I am very pleased to be here on the opening day of the Private Health Sector Forum. I would like to express my appreciation of the Ministry of Health for taking such concrete action toward enhancing the role of the private health sector in Ethiopia and supporting the organization of this event.
Over the last few years, Ethiopia has achieved considerable gains in the health sector. According to the latest health survey, infant mortality and under-five mortality, since 2008, have decreased by 39 and 47 percent respectively, propelling Ethiopia to achieve its Millennium Development Goal Four in 2013. This success is attributable to the determined leadership and commitment of the Ethiopian Government, and the partnership and support of all stakeholders.
Despite such gains, the health system still faces some serious challenges, including a shortage of qualified human resources and a lack of sustainable financing. These challenges are complex, and can only be solved through enhanced partnership between the public and private sectors.
As shown in the Health Sector Development Plan IV and other key policy frameworks, the Government of Ethiopia has already established a vision to encourage private sector investment in health.
Drawing on this supportive environment, there is evidence that the private sector’s role in the delivery of health services in Ethiopia has increased during the last decade.
Based on the National Health Accounts report, it is estimated that the private health sector accounts for more than 40 percent of the curative and rehabilitative services in the country. The trend in this sector’s growth in Ethiopia is consistent with what is happening in other sub-Saharan African countries. A Study by McKinsey and Associates in 2005 showed that of the total expenditure in sub-Saharan Africa, about 60 percent was privately financed. With Ethiopia’s growing economy, the private sector’s share in national health service delivery is expected to grow quickly.

#### Work order:
Copy the part of the speech on Ethiopia's private health sector starting with "As shown in" and going on through "investment in health.", but swap "vision" for "strategy". The records come from a source unrelated to the speech.

#### Records shown:
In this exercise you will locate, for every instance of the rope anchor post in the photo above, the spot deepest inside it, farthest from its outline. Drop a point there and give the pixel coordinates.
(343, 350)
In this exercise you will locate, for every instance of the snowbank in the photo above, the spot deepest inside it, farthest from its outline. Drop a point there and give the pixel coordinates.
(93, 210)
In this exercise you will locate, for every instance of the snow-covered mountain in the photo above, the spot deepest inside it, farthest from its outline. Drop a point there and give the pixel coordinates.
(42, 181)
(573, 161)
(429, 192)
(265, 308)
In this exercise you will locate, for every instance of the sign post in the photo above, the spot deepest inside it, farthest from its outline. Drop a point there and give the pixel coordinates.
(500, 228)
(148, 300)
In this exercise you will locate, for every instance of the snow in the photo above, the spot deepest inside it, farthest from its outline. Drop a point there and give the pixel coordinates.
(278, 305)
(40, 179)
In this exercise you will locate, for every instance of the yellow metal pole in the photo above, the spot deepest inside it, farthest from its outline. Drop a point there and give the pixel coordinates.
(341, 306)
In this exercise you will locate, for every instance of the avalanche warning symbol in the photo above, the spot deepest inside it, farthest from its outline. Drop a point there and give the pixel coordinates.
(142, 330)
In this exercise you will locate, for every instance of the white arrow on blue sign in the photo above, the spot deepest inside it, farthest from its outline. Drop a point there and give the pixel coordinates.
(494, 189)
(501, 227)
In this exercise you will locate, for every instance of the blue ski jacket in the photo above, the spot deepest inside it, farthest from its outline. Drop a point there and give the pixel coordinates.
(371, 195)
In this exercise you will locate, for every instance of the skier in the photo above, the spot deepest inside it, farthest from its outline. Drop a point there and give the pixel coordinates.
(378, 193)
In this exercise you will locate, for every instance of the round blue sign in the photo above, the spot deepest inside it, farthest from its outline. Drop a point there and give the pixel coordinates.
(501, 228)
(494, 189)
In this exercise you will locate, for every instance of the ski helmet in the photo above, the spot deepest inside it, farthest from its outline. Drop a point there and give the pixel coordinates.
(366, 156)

#### Written solution:
As shown in the Health Sector Development Plan IV and other key policy frameworks, the Government of Ethiopia has already established a strategy to encourage private sector investment in health.